# Short problem:
Return each line from the rows below that contains the word "soccer".

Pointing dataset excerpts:
────────────────────────────────────────
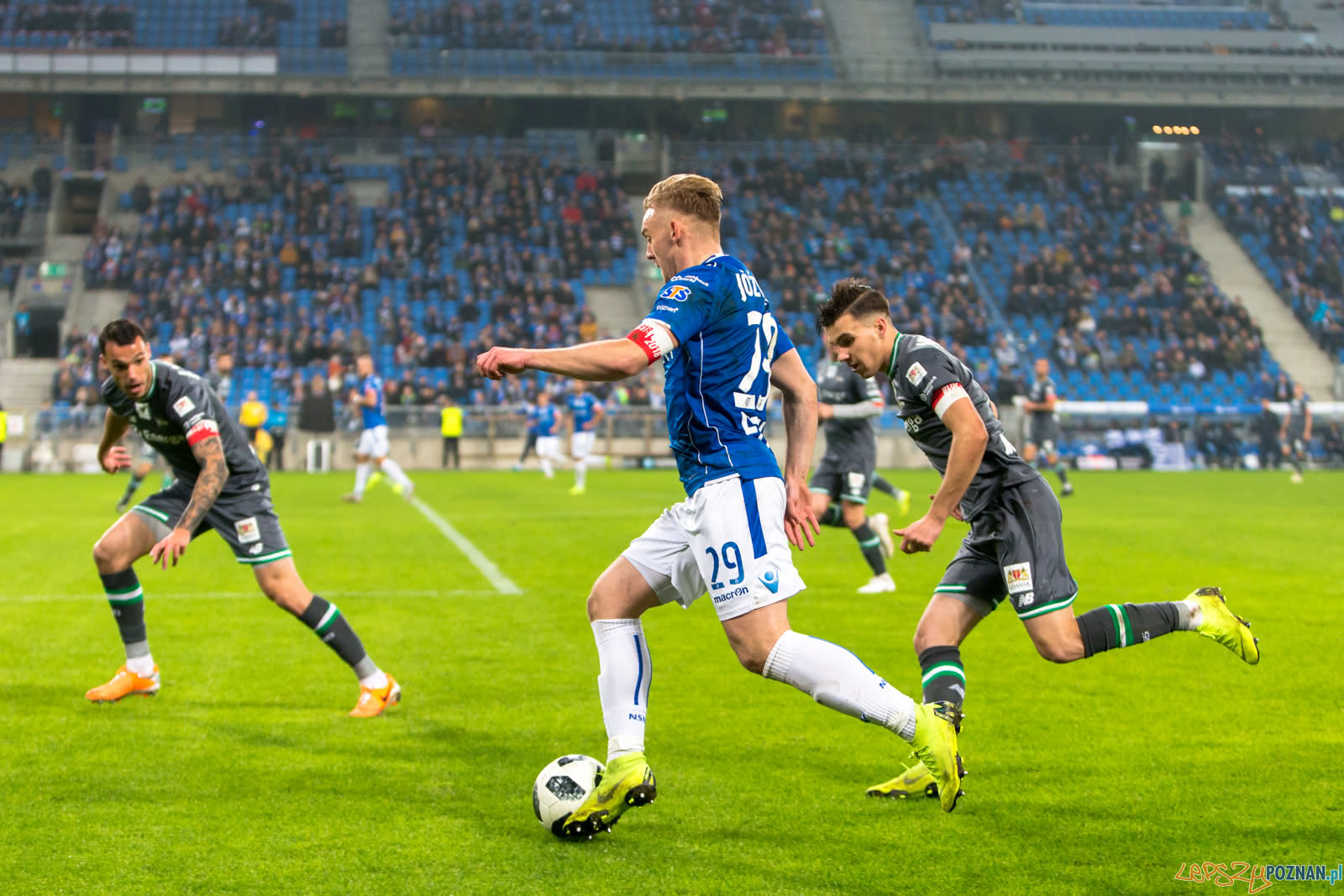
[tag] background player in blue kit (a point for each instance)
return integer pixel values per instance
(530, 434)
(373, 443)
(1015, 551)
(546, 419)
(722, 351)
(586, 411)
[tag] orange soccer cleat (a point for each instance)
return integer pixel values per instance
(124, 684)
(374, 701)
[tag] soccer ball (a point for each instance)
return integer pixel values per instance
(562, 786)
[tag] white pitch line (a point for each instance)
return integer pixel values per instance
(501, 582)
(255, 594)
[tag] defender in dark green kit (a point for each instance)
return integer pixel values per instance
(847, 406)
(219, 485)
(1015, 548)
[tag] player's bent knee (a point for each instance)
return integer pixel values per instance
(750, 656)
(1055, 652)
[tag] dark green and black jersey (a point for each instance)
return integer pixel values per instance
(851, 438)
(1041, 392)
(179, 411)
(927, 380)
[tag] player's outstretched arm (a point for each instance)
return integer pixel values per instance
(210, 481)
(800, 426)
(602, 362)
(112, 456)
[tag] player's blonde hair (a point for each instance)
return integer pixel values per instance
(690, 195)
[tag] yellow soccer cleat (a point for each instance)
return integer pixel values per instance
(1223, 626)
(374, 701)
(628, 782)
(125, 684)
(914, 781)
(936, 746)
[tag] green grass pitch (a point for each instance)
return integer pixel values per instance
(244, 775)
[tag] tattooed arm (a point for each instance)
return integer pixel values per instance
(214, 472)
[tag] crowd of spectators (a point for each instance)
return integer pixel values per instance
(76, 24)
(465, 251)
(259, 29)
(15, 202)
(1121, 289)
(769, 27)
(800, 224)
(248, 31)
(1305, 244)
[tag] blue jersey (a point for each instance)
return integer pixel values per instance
────────────────────────────────────────
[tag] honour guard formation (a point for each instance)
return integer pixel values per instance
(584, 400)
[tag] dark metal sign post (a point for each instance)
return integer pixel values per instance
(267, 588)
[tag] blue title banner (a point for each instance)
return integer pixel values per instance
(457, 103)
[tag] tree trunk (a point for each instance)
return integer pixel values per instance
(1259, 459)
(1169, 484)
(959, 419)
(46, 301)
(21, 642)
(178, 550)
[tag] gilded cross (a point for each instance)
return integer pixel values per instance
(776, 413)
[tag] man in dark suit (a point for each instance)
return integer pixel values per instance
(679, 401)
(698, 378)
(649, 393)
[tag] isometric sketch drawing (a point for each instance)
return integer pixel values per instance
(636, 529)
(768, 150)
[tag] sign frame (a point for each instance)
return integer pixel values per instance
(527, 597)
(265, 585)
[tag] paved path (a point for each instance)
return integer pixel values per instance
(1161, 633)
────────────────────────────────────────
# Full solution:
[tag] orange soccer cleat (a point for each instance)
[tag] soccer ball (a point for each instance)
[tag] yellow soccer cleat (a point for each instance)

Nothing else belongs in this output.